* Directions for this task *
Select every line of the listing that contains the word "blue" and copy those lines.

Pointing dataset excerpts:
╭──

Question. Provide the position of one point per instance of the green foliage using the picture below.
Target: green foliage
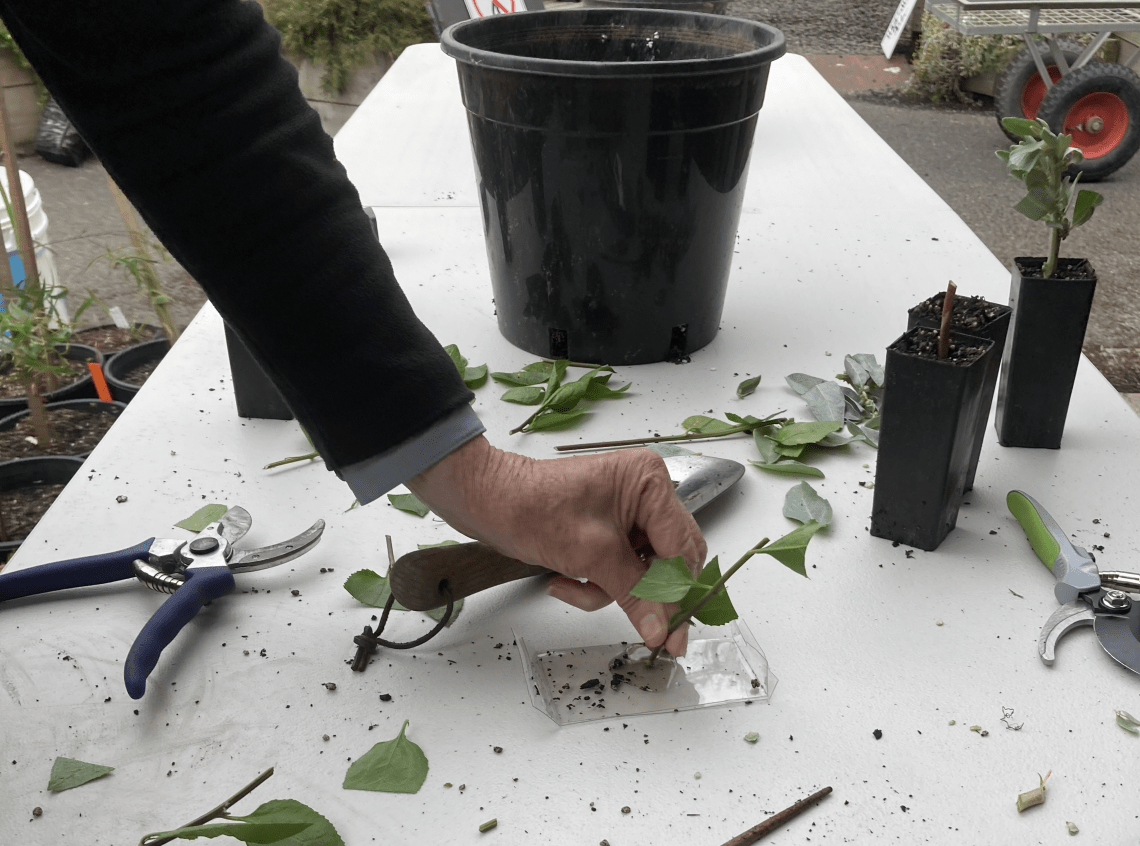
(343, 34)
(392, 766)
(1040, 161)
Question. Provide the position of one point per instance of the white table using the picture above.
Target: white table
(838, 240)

╰──
╭──

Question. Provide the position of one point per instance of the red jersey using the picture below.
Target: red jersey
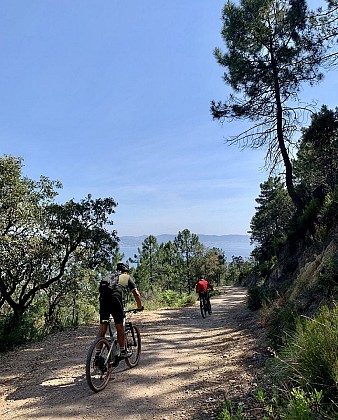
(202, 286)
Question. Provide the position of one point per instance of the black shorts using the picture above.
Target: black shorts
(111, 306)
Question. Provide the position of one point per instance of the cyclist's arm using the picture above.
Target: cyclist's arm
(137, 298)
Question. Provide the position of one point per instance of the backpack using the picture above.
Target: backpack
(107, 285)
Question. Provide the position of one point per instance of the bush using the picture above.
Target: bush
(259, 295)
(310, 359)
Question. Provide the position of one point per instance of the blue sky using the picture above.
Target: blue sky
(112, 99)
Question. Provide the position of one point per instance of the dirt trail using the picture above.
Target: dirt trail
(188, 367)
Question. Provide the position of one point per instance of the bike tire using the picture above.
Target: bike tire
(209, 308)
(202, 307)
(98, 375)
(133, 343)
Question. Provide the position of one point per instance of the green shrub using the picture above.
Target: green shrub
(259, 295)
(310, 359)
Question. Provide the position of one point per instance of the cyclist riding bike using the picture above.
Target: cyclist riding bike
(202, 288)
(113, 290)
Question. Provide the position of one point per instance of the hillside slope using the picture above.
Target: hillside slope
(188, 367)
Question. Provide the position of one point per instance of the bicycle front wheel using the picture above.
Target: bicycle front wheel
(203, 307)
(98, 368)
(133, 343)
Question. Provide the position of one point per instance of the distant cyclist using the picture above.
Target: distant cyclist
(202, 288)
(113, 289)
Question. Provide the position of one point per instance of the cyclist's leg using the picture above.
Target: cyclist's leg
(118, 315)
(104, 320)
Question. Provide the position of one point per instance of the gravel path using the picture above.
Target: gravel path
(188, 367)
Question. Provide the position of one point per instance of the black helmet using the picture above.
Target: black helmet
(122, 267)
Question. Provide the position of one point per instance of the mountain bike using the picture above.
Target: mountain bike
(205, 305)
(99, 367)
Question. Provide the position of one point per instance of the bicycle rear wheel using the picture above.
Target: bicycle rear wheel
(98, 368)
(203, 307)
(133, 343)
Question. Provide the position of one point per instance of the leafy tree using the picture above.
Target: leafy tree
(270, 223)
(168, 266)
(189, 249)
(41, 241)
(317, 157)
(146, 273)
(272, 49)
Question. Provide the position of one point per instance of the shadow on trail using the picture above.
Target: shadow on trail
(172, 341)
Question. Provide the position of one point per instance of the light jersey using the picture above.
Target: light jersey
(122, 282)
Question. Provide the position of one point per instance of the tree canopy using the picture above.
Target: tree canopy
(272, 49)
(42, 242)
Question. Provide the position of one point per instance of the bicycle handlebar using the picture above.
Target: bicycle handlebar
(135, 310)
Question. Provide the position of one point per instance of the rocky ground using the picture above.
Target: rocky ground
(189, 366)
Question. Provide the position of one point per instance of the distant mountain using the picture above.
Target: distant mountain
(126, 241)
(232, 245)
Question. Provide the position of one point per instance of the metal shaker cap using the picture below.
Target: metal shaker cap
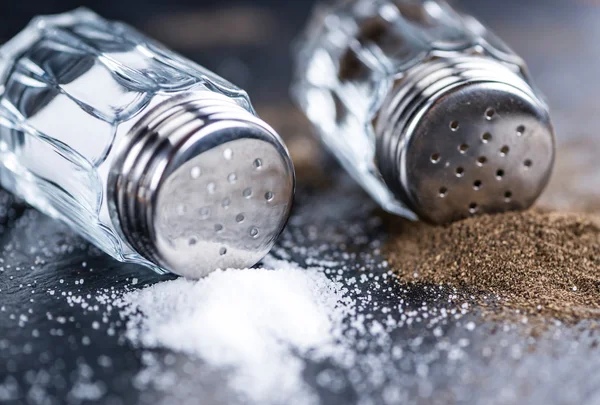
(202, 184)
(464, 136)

╰──

* Exercise response *
Question. Provide the position of one point per instance of the blue sky using the picture above.
Target: blue sky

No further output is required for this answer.